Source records
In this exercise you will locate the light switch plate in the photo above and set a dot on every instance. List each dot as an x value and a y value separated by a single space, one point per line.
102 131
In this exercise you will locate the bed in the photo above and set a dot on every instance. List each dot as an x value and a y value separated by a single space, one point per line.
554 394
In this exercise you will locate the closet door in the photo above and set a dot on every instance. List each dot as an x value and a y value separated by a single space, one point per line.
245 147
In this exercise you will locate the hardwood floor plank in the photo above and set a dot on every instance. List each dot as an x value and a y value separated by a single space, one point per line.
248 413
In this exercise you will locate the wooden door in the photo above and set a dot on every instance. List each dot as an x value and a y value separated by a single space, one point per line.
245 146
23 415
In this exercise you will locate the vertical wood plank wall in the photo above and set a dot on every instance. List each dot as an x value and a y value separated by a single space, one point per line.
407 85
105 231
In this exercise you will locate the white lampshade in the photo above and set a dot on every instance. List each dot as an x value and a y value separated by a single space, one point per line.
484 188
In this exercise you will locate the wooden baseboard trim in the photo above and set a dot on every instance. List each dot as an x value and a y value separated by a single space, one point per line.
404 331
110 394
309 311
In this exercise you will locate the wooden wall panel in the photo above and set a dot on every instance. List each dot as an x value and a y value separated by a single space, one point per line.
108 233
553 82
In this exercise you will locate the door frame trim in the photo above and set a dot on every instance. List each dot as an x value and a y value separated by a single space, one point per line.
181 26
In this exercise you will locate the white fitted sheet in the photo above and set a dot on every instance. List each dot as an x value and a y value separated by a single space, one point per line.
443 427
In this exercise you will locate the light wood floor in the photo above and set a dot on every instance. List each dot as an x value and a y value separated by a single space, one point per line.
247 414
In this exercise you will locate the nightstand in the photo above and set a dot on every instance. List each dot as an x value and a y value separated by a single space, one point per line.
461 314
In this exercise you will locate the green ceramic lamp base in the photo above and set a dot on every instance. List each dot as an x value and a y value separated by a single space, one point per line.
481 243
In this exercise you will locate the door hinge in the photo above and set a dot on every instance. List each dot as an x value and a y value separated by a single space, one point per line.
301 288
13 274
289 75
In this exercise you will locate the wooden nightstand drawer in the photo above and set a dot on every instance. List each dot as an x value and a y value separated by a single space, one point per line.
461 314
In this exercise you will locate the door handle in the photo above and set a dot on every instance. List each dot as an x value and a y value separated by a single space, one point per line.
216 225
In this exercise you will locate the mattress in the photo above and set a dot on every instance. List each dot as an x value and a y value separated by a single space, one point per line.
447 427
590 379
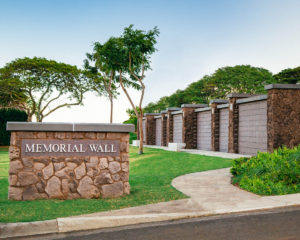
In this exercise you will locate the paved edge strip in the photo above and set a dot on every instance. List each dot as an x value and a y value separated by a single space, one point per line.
72 224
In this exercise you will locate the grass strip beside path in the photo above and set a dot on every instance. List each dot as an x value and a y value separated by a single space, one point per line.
150 179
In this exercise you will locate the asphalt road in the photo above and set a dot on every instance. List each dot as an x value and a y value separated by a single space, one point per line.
279 224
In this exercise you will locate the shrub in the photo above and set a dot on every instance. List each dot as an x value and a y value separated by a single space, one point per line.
9 115
132 137
274 173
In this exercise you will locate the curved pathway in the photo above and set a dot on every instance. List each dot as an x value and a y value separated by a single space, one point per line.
210 192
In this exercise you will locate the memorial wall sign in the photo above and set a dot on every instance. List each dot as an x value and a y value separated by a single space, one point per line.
37 148
67 160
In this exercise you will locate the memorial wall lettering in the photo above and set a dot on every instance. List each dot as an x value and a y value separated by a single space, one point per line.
57 148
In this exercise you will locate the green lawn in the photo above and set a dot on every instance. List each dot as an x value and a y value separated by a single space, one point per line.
150 179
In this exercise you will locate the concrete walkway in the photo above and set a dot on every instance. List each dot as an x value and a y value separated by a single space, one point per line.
210 192
203 152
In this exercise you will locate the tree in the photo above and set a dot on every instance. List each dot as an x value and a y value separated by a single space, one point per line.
106 63
132 117
239 79
236 79
11 95
41 83
289 75
104 58
138 46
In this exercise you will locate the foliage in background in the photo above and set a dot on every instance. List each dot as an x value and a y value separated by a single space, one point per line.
43 86
104 63
132 136
6 115
138 47
226 80
132 117
274 173
289 75
150 179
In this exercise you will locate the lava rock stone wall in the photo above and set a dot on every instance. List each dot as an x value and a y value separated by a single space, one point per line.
33 178
189 128
283 118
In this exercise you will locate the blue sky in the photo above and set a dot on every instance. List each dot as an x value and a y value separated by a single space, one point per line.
197 37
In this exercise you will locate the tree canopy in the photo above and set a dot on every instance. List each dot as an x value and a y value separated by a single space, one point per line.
289 75
236 79
42 86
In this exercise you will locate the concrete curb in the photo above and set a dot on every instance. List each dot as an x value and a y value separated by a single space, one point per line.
71 224
27 228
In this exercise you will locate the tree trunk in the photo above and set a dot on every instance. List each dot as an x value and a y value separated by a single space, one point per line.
29 118
141 147
111 108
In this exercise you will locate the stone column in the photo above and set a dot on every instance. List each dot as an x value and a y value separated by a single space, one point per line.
189 124
283 115
233 126
215 123
150 128
164 128
170 124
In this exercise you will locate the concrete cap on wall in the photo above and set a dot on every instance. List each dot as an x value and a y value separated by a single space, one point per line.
282 86
173 109
176 112
151 114
239 95
194 105
252 99
69 127
222 101
203 109
223 106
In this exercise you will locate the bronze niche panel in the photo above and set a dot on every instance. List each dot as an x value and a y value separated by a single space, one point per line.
69 148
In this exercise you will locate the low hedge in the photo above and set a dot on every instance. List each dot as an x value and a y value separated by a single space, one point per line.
274 173
6 115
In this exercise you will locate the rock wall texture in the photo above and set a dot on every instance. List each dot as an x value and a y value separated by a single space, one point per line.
150 130
233 128
164 130
169 128
283 118
215 127
189 130
68 177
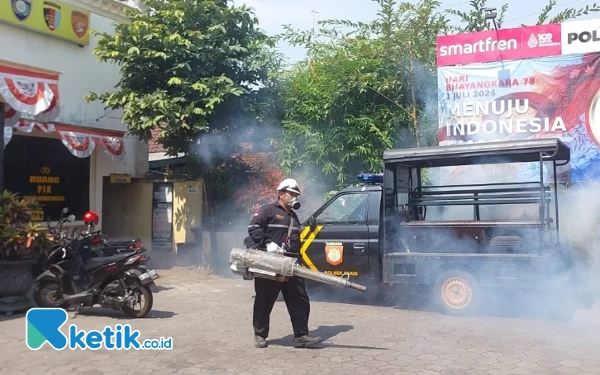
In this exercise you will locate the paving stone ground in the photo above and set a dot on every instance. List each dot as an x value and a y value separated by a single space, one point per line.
209 319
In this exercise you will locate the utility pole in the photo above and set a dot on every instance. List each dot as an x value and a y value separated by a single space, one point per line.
2 109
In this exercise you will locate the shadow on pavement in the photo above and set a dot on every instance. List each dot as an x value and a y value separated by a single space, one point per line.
326 333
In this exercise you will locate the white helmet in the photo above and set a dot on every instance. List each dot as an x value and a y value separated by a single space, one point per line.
289 184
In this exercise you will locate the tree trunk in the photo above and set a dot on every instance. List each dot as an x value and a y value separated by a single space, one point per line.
414 102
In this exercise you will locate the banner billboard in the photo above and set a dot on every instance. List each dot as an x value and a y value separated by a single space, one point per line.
504 44
557 96
538 81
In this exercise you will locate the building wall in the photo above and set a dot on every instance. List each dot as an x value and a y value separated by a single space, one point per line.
81 73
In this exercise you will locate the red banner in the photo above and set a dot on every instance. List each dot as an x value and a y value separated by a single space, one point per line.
498 45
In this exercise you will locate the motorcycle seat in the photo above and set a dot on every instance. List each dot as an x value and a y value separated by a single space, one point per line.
102 261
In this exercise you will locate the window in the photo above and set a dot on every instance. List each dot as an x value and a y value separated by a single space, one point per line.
45 170
345 209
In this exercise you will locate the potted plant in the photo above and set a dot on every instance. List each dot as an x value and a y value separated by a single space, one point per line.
22 241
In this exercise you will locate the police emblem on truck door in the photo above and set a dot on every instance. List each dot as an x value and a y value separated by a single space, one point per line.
334 253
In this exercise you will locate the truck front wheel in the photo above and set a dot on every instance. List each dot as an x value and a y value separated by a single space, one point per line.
457 293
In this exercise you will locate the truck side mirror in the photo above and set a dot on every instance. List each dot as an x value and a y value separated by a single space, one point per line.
312 223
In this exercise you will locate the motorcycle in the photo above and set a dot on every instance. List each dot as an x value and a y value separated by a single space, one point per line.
108 247
78 280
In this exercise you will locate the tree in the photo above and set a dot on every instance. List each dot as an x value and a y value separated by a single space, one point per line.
191 68
360 91
474 19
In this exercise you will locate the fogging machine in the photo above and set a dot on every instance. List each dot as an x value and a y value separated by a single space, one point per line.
250 263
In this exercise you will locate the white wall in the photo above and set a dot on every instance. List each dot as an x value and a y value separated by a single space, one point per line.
81 73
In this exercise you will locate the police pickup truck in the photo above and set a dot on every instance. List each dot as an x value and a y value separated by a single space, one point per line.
395 229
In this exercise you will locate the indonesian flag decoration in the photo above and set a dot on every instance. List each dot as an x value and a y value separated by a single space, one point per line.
11 116
28 92
80 144
31 102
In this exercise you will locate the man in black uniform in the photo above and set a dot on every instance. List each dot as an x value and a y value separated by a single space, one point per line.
276 228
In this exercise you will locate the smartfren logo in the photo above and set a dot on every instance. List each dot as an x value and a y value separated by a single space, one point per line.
43 325
480 46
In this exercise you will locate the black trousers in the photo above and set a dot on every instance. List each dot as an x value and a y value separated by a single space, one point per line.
296 300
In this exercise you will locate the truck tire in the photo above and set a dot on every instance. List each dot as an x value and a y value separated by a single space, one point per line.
457 293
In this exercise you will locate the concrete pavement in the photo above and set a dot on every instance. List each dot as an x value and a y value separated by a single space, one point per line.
209 319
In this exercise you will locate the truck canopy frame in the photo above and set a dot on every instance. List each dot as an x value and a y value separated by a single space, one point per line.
521 151
407 199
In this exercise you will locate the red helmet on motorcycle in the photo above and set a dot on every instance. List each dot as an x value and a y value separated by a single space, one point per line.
91 217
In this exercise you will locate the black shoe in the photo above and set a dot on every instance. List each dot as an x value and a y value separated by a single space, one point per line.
260 342
306 341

# Task statement:
What is needed is an exact copy of the lines from the one containing "In this exercise you will locate the black shoe" through the last line of the records above, both included.

# Solution to this problem:
In this exercise you will locate the black shoe in the photo above and set a dot on every instance. List each dot as an x value and a y value separated by a single space, one point per line.
260 342
306 341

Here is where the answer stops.